# Selected excerpt
= = = = =

Senator jokes about using Defense Production Act to save Choco Taco

This undated photo provided by Unilever shows the Choco Taco. Klondike has announced it's discontinuing the ice cream treat.
Claire Grummon/Unilever via AP
This undated photo provided by Unilever shows the Choco Taco. Klondike has announced it’s discontinuing the ice cream treat.

The demise of the Choco Taco is a no-go, if at least one lawmaker has his way.

Klondike, which produces the nearly 40-year-old taco-shaped vanilla ice cream treat, confirmed earlier this week that it would be discontinuing the beloved bit of frozen childhood nostalgia.

The company chalked up the end of the Choco Taco to an “unprecedented spike in demand” across its portfolio of products, leading it to chuck the chocolatey dessert in order to “ensure availability” of its other offerings.

= = = = =

# Required task 1
Reproduce the rows verbatim, everything from the line containing "task: segment the cupcake" down to the last row, both ends included.
The article above has no connection to the rows that follow it.

= = = = =

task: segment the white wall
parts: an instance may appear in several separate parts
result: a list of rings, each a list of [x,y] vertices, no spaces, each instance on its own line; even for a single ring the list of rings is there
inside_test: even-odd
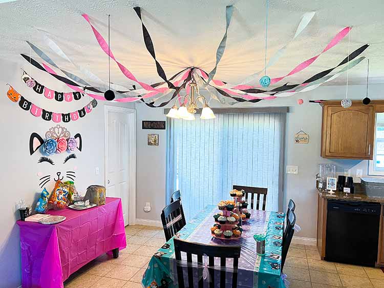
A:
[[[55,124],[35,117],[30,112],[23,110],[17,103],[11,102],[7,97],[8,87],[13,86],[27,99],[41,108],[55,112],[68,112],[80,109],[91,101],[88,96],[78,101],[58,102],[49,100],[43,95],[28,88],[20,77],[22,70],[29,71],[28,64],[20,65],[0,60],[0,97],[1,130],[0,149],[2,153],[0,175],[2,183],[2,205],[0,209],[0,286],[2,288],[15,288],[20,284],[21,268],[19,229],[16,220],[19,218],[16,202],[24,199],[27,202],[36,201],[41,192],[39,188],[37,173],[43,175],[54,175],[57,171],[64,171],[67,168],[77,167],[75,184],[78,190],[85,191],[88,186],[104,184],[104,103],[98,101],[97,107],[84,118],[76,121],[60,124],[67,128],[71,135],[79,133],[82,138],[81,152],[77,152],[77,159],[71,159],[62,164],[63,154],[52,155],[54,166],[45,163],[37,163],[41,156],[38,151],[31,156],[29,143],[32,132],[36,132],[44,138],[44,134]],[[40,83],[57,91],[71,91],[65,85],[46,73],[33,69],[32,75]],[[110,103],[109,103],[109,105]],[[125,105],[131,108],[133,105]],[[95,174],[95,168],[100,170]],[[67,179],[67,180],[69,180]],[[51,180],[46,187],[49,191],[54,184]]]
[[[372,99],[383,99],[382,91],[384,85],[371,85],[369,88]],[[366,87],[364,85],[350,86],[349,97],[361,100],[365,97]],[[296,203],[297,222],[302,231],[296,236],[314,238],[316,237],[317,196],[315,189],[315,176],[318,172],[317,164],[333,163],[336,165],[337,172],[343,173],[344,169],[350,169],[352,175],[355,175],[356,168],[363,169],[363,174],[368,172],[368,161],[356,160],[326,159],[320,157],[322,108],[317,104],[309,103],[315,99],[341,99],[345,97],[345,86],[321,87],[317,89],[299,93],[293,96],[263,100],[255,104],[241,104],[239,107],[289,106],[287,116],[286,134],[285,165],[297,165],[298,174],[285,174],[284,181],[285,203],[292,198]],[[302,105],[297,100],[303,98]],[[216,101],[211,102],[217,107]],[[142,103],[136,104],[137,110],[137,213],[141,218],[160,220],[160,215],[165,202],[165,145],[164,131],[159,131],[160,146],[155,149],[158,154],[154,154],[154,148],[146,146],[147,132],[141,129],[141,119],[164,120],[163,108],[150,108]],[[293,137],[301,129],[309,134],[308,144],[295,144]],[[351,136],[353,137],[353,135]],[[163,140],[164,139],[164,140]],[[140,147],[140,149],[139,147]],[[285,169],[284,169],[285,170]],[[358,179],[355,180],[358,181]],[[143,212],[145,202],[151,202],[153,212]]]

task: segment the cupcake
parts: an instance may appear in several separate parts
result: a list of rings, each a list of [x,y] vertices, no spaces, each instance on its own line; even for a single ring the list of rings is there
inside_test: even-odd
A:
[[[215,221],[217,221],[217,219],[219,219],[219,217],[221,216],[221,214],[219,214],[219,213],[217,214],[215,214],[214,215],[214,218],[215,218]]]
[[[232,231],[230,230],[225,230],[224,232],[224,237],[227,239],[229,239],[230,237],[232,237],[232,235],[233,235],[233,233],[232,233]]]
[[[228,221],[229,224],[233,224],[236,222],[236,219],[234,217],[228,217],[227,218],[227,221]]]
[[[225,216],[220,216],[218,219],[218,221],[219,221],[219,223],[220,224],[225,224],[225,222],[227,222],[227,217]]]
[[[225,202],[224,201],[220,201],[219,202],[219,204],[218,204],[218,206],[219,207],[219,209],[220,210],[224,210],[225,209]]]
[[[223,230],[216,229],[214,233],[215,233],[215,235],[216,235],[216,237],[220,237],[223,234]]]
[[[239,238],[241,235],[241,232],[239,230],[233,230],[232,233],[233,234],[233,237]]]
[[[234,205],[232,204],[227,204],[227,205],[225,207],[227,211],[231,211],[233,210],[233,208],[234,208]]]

= = = = =

# Required task 2
In the Choco Taco article, what did the company cite as the cause of ending the treat?

# Full solution 1
task: segment the cupcake
parts: an instance may appear in several separate parts
result: a list of rings, each a list of [x,y] vertices, no spaces, each instance on its own line; even for a single ring the list of rings is there
inside_test: even-odd
A:
[[[215,221],[217,221],[217,219],[219,219],[219,217],[221,216],[221,214],[219,214],[219,213],[217,214],[215,214],[214,215],[214,218],[215,218]]]
[[[232,231],[230,230],[225,230],[224,232],[224,237],[227,239],[229,239],[230,237],[232,237],[232,235],[233,235],[233,233],[232,233]]]
[[[228,221],[229,224],[233,224],[236,222],[236,219],[234,217],[228,217],[227,218],[227,221]]]
[[[225,216],[220,216],[218,219],[218,221],[219,221],[219,223],[220,224],[225,224],[225,222],[227,222],[227,217]]]
[[[225,202],[224,201],[220,201],[219,202],[219,204],[218,204],[218,206],[219,207],[219,209],[220,210],[224,210],[225,209]]]
[[[223,230],[216,229],[214,233],[215,233],[215,235],[216,235],[216,237],[220,237],[223,234]]]
[[[239,238],[241,235],[241,232],[239,230],[233,230],[232,233],[233,234],[233,237]]]
[[[234,205],[232,204],[227,204],[227,205],[225,207],[227,211],[231,211],[233,210],[233,208],[234,208]]]

# Full solution 2
An "unprecedented spike in demand" across its portfolio of products, which led it to drop the Choco Taco to "ensure availability" of its other offerings.